## [Given instruction 1]
Reproduce the passage on Russia's population and migration word for word, everything from "Origin Of People" down to "comes into play.".

— BEGIN Text excerpt —

Another major factor in Russia's demographic calculations is migration, both into the country and out of it. In 2018, more than 90,000 Russians were granted citizenship or a residency permit in an EU country (including the United Kingdom). Also, the share of people aged 18-24 who want to leave Russia increased from 29 percent in 2009 to 53 percent in 2019.

Young Russians Who Want To Move Abroad

What Has Russia Been Doing To Stop This Trend?

Russia has been trying to boost fertility rates and reduce death rates for several years now. Special programs for families have been implemented, anti-tobacco campaigns have been organized, and raising the legal age to buy alcohol was considered. However, perhaps the most successful strategy so far has been attracting migrants, whose arrival helps Russia to compensate population losses. In fact, with more than 11 million foreign-born migrants (as of 2019), Russia is the second-most immigrated-to country in the world after the United States.

Changes In Russian Population

In 2018, however, migration didn't compensate for the losses and Russia's population fell for the first time in 10 years. The downward trend continued in 2019. This trend may have been a factor in the decision to ease citizenship laws.

In 2019, Ukrainians accounted for more than 60 percent of people getting Russian citizenship. In April and July of that year, Putin signed decrees making it easier for people in Ukraine's Donetsk and Luhansk regions -- parts of which are controlled by Russia-backed separatists – to apply for Russian citizenship. In April 2020, Putin signed a law allowing dual Russian citizenship for foreigners in hopes of attracting up to 10 million migrants, mostly from countries with sizable Russian-speaking populations.

Origin Of People Getting A Russian Passport

According to the most pessimistic scenarios, Russia estimates that its population might drop by 12 million in the next 15 years. And even the most optimistic forecasts say that death rates will still exceed birth rates in 2035, although the gap might narrow significantly. So, Russia may depend on migrants to cover population losses no matter which scenario comes into play.

— END Text excerpt —
— BEGIN Records to process —

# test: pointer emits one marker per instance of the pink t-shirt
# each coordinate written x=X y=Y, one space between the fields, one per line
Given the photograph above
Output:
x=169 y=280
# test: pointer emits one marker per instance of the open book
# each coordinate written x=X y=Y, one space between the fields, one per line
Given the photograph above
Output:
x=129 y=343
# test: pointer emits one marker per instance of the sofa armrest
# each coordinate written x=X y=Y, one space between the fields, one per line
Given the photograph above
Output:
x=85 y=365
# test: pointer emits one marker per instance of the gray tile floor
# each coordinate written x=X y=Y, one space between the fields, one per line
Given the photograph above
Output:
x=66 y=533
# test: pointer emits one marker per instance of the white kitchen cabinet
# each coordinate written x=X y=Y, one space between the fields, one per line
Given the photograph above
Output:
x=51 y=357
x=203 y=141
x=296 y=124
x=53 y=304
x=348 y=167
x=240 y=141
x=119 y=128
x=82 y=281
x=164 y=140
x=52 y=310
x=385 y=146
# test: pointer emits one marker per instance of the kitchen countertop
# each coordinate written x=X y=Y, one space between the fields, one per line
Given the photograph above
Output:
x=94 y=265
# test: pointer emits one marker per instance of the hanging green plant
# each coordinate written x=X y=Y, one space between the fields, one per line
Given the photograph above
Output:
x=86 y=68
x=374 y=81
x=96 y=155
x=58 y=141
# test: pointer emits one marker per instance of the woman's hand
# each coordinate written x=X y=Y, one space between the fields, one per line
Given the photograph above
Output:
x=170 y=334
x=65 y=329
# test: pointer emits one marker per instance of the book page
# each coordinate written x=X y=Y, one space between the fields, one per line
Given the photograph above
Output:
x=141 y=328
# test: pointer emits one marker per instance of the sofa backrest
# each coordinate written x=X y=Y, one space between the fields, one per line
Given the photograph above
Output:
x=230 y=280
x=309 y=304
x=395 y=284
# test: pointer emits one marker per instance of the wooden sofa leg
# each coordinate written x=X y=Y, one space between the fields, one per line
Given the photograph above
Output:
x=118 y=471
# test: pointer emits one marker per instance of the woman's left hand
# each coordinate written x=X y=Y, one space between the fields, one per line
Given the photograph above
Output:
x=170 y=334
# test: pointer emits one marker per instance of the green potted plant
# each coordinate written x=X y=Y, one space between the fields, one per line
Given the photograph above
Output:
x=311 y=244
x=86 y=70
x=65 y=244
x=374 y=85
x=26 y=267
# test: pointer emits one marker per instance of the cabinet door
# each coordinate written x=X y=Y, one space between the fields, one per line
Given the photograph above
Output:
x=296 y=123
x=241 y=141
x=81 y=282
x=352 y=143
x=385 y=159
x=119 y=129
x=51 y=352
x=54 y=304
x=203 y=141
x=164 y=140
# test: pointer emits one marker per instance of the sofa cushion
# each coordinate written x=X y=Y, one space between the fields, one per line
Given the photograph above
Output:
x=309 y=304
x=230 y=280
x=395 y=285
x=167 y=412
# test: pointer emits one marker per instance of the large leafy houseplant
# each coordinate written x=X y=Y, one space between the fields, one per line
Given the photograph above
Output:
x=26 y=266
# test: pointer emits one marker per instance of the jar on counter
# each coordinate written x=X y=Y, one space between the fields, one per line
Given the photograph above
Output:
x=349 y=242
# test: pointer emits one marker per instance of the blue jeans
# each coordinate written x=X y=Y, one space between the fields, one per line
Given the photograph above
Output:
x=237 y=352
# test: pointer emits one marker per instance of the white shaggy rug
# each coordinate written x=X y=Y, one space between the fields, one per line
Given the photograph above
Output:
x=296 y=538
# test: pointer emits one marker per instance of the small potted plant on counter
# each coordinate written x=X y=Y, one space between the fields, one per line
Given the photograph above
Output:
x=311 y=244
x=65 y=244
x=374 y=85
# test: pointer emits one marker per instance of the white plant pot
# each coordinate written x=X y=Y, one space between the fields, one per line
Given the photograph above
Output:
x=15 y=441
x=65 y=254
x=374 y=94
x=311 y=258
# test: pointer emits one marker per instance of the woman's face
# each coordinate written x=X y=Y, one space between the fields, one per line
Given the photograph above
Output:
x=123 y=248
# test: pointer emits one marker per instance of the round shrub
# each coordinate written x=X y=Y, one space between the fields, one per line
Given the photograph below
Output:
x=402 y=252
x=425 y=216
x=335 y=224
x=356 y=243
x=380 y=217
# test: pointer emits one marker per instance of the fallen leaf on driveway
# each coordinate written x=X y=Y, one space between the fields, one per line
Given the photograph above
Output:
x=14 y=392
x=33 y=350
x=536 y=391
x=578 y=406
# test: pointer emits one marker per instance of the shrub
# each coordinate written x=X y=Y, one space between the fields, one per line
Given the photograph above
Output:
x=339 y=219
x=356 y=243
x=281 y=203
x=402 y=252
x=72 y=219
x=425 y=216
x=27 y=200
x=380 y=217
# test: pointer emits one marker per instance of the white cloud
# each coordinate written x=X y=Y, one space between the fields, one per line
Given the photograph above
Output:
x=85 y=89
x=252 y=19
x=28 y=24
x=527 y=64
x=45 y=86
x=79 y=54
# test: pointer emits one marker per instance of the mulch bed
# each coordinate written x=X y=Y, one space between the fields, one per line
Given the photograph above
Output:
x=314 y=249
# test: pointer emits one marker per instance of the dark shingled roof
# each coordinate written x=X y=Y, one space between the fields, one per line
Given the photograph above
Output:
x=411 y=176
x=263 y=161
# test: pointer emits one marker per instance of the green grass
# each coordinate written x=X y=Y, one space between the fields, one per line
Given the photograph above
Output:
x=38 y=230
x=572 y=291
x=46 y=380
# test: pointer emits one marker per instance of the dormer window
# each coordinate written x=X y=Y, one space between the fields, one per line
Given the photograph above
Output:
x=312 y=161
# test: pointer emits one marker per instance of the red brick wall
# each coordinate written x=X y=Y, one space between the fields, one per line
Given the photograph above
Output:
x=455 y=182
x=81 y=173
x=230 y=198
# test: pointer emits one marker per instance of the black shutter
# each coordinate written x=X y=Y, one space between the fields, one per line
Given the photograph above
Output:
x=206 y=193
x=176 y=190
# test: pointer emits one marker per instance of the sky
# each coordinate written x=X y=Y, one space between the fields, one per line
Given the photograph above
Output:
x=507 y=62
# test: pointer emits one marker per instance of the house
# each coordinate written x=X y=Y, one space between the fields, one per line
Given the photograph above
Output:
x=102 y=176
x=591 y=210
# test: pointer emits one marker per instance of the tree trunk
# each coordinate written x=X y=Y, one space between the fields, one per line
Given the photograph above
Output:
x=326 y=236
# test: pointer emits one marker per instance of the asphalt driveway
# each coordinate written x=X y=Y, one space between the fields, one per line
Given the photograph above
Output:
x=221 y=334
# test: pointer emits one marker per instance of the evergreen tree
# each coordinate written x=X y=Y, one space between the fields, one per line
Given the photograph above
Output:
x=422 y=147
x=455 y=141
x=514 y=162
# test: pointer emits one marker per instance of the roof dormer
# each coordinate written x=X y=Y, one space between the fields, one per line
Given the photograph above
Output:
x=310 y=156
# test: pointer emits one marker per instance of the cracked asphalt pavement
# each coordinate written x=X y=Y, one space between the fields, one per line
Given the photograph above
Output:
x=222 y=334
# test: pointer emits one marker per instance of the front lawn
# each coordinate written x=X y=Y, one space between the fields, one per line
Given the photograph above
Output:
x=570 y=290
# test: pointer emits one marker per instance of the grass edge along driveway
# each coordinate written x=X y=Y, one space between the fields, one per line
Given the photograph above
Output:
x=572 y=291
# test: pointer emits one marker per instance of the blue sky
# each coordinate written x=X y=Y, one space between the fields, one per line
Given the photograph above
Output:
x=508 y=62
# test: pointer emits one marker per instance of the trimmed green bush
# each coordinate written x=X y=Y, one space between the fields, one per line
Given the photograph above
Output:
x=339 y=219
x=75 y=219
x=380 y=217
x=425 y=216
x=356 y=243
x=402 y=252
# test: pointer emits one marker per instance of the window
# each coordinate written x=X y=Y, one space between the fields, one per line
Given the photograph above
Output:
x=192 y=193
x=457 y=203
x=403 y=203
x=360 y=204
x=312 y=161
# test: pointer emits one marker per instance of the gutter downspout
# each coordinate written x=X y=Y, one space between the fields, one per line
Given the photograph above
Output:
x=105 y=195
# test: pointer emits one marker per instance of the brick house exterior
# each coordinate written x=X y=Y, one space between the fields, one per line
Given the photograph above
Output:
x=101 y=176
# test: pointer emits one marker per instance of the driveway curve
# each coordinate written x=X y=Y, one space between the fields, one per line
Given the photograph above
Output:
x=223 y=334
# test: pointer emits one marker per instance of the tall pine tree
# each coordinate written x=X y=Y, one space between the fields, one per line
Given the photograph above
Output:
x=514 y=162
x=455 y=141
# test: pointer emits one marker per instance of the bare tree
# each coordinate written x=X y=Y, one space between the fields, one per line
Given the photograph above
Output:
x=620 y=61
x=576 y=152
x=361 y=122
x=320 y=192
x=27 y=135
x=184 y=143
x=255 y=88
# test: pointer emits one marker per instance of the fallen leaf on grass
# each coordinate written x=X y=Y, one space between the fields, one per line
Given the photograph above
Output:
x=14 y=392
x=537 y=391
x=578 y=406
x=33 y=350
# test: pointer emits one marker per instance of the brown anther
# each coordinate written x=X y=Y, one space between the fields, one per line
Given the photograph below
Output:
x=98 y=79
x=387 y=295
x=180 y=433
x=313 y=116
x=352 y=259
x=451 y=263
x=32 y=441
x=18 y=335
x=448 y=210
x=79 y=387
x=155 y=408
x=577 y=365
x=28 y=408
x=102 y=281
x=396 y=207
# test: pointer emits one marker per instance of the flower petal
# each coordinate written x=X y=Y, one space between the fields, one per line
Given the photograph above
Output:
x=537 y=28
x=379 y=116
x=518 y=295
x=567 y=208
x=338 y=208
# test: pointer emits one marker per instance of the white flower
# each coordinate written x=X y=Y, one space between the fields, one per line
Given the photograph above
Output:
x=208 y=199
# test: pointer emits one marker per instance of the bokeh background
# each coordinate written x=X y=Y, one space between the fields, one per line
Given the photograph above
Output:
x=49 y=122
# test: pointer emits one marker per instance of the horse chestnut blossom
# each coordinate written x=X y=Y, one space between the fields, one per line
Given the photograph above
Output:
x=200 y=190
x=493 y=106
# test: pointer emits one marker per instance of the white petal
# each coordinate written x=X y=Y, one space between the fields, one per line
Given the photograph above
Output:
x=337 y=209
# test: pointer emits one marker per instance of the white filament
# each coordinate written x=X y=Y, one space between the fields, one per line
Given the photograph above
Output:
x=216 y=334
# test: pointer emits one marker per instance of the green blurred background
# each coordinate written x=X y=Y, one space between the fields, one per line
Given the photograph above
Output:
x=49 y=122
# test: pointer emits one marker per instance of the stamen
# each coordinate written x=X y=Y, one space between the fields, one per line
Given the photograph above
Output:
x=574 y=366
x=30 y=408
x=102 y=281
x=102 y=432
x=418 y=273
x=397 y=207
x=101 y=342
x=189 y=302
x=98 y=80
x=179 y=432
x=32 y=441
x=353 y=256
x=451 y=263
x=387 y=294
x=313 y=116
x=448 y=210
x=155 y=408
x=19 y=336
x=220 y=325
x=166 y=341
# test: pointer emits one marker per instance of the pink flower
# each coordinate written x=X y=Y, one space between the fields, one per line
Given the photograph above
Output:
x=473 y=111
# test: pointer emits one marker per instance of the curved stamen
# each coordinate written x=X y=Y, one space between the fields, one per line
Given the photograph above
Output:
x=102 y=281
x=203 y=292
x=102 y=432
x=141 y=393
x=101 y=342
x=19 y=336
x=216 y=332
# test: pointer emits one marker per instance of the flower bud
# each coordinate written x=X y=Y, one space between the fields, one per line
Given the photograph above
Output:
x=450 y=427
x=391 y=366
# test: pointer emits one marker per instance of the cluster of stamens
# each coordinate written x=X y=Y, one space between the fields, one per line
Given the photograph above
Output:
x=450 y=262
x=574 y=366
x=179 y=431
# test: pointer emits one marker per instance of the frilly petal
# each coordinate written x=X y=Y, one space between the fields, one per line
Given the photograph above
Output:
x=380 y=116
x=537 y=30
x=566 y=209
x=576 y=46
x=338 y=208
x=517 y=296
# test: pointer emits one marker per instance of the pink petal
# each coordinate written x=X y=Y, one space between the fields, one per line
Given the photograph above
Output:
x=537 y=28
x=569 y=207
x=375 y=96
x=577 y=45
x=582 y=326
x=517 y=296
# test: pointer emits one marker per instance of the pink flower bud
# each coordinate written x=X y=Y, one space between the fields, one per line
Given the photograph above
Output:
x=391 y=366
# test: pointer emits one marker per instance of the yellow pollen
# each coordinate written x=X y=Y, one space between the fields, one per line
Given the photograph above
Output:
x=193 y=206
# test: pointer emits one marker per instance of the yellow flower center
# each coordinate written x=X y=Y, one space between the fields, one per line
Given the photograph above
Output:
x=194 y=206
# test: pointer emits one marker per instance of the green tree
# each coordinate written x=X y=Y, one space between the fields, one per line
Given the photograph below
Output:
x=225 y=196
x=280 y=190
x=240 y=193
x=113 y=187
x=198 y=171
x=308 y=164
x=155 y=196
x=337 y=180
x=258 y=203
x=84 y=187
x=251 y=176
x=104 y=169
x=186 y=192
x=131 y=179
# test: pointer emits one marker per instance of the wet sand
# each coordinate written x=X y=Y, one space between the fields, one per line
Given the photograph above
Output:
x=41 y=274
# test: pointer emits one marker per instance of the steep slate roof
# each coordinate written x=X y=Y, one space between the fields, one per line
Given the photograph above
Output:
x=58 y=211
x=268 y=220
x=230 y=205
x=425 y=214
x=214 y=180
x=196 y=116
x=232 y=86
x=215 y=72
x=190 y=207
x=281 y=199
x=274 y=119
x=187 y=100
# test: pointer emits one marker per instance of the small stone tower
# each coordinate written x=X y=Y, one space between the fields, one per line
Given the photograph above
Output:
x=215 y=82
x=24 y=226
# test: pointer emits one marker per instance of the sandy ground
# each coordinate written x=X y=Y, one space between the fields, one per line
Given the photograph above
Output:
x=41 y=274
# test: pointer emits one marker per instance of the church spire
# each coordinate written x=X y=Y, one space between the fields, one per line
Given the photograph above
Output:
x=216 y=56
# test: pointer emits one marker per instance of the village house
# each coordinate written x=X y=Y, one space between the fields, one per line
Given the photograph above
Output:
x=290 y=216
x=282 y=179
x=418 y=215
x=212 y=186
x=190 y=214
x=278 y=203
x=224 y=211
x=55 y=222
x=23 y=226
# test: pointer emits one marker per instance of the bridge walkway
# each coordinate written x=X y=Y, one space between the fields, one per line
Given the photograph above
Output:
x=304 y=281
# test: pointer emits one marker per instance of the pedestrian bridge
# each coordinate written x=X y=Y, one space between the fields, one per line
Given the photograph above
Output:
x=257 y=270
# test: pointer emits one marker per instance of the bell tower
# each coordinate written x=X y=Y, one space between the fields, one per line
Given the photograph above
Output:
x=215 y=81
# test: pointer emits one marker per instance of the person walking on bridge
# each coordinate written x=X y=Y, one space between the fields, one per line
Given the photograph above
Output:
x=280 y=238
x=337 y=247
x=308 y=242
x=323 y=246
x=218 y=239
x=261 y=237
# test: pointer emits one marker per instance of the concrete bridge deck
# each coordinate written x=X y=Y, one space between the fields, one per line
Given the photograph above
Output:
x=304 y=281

— END Records to process —

## [Given instruction 2]
Convert the records, everything from the line containing "# test: pointer emits one marker per instance of the cluster" down to the line containing "x=193 y=206", into a two-column CSV with the columns request and answer. Give one row per request, putting its text and its answer each in a single quoted field with line breaks replaced by spaces.

## [Task response 1]
Origin Of People Getting A Russian Passport

According to the most pessimistic scenarios, Russia estimates that its population might drop by 12 million in the next 15 years. And even the most optimistic forecasts say that death rates will still exceed birth rates in 2035, although the gap might narrow significantly. So, Russia may depend on migrants to cover population losses no matter which scenario comes into play.

## [Task response 2]
request,answer
"# test: pointer emits one marker per instance of the cluster of stamens # each coordinate written x=X y=Y, one space between the fields, one per line Given the photograph above Output:","x=450 y=262 x=574 y=366 x=179 y=431"
"# test: pointer emits one marker per instance of the frilly petal # each coordinate written x=X y=Y, one space between the fields, one per line Given the photograph above Output:","x=380 y=116 x=537 y=30 x=566 y=209 x=576 y=46 x=338 y=208 x=517 y=296"
"# test: pointer emits one marker per instance of the pink petal # each coordinate written x=X y=Y, one space between the fields, one per line Given the photograph above Output:","x=537 y=28 x=569 y=207 x=375 y=96 x=577 y=45 x=582 y=326 x=517 y=296"
"# test: pointer emits one marker per instance of the pink flower bud # each coordinate written x=X y=Y, one space between the fields, one per line Given the photograph above Output:","x=391 y=366"
"# test: pointer emits one marker per instance of the yellow pollen # each coordinate written x=X y=Y, one space between the fields, one per line Given the photograph above Output:","x=193 y=206"